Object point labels
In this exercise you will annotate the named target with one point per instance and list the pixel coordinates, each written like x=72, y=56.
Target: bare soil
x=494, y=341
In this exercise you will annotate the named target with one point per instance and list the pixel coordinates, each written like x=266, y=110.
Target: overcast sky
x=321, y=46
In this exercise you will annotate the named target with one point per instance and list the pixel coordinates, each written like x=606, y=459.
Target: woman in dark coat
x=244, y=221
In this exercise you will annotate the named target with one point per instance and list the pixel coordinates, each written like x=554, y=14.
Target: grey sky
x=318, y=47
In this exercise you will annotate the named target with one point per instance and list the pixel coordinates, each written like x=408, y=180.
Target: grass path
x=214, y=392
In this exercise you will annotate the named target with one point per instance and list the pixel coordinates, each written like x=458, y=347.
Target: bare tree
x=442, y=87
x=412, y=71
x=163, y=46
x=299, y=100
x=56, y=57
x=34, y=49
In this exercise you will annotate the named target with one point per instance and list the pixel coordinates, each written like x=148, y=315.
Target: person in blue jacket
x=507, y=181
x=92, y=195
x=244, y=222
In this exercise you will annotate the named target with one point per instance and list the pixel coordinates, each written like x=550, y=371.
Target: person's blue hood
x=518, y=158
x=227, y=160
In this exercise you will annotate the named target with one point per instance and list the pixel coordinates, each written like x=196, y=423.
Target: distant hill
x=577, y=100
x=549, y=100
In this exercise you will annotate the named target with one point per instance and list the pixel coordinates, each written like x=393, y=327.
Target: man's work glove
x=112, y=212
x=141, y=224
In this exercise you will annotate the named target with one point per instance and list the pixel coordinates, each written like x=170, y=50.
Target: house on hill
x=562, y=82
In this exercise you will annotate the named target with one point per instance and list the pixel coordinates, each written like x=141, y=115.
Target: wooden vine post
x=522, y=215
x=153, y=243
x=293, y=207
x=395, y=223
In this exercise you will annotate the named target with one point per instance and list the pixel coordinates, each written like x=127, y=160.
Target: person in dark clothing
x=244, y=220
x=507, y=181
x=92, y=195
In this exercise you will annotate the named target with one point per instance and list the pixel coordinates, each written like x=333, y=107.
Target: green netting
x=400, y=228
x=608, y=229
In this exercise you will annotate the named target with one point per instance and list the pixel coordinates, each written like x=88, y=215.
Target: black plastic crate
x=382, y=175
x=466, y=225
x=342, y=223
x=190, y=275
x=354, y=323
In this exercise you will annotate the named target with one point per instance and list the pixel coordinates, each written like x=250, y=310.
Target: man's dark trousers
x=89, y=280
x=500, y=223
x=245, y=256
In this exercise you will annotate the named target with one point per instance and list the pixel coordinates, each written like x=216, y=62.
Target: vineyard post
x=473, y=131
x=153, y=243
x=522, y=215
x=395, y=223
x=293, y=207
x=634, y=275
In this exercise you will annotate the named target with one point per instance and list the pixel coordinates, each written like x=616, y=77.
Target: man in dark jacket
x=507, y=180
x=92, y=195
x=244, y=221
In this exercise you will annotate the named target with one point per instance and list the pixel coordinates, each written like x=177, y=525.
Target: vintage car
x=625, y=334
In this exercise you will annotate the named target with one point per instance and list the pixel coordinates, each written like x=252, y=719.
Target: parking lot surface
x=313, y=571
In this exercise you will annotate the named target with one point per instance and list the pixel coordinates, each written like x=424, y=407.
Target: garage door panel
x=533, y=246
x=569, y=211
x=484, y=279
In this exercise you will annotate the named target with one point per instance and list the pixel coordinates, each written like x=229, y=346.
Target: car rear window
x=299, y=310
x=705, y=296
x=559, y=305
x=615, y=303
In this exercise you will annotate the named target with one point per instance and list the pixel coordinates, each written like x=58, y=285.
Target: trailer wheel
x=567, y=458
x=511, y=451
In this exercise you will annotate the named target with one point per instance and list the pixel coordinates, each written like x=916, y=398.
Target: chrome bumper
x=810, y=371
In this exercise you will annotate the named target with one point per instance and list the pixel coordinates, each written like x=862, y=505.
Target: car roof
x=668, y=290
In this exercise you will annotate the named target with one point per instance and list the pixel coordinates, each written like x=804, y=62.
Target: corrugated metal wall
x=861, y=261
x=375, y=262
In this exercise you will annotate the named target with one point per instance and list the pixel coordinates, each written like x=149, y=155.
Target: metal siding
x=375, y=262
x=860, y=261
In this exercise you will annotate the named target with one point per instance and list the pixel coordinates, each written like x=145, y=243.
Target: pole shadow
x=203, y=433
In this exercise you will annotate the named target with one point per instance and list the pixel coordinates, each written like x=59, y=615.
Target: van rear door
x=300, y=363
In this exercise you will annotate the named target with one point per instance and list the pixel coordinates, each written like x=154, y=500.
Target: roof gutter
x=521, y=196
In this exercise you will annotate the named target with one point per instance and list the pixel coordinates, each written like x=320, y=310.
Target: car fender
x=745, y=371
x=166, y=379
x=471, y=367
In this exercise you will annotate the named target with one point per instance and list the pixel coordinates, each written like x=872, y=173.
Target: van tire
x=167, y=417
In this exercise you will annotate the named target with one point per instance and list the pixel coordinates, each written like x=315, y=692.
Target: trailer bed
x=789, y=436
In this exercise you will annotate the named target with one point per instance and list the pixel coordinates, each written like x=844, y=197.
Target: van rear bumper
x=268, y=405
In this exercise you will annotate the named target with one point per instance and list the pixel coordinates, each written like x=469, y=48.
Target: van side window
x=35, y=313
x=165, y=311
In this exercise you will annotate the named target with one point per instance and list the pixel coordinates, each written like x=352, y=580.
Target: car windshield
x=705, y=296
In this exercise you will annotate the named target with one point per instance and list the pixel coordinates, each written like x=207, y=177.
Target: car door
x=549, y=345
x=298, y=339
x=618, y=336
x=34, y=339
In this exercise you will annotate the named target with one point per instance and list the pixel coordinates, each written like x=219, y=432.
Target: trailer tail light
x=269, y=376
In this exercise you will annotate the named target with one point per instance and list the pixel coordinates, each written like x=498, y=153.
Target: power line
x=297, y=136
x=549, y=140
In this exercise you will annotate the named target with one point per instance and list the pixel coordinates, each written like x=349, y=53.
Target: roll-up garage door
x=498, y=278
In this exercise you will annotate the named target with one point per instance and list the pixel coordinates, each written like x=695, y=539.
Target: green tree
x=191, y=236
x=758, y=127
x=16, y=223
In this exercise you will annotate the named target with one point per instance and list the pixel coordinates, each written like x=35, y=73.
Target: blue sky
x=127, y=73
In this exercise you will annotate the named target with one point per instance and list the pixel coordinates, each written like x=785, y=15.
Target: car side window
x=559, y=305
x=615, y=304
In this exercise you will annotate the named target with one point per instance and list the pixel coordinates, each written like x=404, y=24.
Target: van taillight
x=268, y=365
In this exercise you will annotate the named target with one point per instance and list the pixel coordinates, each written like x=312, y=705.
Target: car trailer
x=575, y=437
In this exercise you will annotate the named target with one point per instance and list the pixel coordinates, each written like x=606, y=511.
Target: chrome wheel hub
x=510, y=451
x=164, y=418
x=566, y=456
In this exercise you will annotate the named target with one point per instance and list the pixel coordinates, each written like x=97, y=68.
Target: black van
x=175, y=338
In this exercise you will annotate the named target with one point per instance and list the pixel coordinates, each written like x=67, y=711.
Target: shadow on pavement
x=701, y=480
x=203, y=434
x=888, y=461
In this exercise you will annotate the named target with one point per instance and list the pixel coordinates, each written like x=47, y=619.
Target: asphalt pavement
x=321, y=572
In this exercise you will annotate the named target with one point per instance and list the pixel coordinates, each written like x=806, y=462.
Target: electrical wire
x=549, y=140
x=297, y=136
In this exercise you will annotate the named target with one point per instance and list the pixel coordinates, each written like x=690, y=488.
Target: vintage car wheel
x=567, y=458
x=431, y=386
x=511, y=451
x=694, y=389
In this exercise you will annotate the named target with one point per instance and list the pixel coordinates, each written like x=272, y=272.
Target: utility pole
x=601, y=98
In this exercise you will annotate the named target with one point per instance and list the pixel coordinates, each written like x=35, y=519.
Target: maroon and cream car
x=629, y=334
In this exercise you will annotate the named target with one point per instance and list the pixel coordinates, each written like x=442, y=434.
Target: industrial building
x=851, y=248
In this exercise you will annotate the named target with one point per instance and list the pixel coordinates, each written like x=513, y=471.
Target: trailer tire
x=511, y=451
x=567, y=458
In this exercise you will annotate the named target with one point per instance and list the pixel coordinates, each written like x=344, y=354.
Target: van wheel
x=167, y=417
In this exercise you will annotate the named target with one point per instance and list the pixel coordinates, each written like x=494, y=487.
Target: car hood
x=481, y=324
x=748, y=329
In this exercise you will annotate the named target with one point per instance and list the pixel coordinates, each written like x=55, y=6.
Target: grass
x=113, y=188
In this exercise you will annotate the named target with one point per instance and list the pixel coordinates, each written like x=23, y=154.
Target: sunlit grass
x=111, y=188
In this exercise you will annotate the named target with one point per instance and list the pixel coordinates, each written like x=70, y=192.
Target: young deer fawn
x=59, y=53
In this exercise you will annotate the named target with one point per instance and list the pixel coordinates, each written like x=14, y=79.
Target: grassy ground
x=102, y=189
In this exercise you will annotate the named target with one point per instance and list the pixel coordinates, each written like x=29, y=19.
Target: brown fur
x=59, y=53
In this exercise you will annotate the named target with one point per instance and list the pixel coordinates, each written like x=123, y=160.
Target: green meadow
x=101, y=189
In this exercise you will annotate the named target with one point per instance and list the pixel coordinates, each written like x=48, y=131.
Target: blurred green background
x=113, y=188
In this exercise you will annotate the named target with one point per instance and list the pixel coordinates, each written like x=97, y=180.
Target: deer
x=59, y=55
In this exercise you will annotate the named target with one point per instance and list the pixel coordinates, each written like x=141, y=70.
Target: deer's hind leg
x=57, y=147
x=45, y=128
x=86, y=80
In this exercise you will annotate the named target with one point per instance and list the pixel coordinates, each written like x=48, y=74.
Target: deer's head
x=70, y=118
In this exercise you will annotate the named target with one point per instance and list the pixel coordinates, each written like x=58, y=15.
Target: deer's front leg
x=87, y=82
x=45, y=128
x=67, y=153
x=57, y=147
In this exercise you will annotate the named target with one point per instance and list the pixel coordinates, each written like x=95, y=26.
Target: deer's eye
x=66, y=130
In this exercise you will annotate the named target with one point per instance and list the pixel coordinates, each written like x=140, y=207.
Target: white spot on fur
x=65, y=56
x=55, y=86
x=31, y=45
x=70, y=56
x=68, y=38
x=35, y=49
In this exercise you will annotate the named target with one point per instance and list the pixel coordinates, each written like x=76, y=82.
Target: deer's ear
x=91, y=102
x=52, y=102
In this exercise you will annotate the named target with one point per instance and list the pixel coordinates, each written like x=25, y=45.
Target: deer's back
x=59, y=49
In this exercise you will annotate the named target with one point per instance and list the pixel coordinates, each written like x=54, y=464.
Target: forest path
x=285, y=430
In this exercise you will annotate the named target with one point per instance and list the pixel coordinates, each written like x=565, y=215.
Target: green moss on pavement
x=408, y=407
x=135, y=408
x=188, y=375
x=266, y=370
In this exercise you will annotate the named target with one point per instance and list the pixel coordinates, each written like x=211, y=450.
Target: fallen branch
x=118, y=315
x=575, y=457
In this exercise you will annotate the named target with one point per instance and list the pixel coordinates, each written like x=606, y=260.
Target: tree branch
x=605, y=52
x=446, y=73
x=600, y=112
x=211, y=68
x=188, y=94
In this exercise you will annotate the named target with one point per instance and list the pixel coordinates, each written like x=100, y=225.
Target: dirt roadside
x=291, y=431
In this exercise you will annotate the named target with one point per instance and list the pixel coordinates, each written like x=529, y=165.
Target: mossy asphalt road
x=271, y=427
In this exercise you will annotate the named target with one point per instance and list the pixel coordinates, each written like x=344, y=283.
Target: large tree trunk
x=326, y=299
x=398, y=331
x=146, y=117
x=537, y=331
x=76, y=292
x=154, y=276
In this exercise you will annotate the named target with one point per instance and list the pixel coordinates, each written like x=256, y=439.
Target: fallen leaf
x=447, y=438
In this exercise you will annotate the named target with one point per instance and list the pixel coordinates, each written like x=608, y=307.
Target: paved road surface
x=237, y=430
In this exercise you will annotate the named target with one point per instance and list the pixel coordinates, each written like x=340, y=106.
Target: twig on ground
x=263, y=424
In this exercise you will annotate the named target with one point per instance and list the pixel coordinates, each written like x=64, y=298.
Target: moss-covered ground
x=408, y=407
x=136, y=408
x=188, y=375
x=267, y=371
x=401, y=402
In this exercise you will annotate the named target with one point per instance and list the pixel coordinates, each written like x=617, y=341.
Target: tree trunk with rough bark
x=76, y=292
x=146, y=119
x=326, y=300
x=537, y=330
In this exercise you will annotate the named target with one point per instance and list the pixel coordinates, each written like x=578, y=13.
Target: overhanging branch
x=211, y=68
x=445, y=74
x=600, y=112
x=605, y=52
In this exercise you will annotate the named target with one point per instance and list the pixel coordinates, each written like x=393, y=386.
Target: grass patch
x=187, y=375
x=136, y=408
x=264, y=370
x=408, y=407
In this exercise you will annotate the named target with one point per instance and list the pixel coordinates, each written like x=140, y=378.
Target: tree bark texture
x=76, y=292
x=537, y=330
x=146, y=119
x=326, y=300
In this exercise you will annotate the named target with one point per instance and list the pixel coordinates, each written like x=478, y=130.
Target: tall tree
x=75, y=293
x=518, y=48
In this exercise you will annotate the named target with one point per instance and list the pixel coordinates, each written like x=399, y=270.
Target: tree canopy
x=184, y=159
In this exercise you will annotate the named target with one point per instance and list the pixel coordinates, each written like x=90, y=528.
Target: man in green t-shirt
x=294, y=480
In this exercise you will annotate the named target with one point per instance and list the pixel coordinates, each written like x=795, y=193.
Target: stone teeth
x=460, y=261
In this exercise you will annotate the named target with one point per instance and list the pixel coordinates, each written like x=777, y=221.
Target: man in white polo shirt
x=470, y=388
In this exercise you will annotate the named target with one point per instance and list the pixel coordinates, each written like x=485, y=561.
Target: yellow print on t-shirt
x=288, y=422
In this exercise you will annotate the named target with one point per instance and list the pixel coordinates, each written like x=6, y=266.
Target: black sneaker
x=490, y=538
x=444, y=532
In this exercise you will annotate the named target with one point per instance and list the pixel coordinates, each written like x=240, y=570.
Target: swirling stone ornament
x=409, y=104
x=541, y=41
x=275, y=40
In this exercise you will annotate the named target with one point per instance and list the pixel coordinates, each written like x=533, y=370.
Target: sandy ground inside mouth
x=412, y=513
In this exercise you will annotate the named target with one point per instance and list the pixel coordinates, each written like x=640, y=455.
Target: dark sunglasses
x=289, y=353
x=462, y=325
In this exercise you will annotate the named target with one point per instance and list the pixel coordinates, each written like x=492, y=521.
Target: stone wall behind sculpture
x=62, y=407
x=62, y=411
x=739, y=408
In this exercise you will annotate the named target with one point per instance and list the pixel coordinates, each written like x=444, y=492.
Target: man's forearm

● Job:
Rewrite the lines starting at the one containing "like x=6, y=266." and ending at the one containing "x=412, y=513", replacing "annotate" with "mark" and leaving everything else unchanged. Give only those lines.

● Completed exercise:
In this exercise you will mark the named target with one point per instance and list the pixel coordinates, each written like x=6, y=266.
Target: black sneaker
x=490, y=538
x=444, y=532
In this exercise you will mark the named target with one point per instance and list the pixel coordinates, each written like x=240, y=570.
Target: swirling stone ornament
x=409, y=104
x=541, y=41
x=275, y=40
In this exercise you will mark the named target with one point per instance and list the pixel coordinates, each written like x=533, y=370.
Target: sandy ground inside mouth
x=412, y=513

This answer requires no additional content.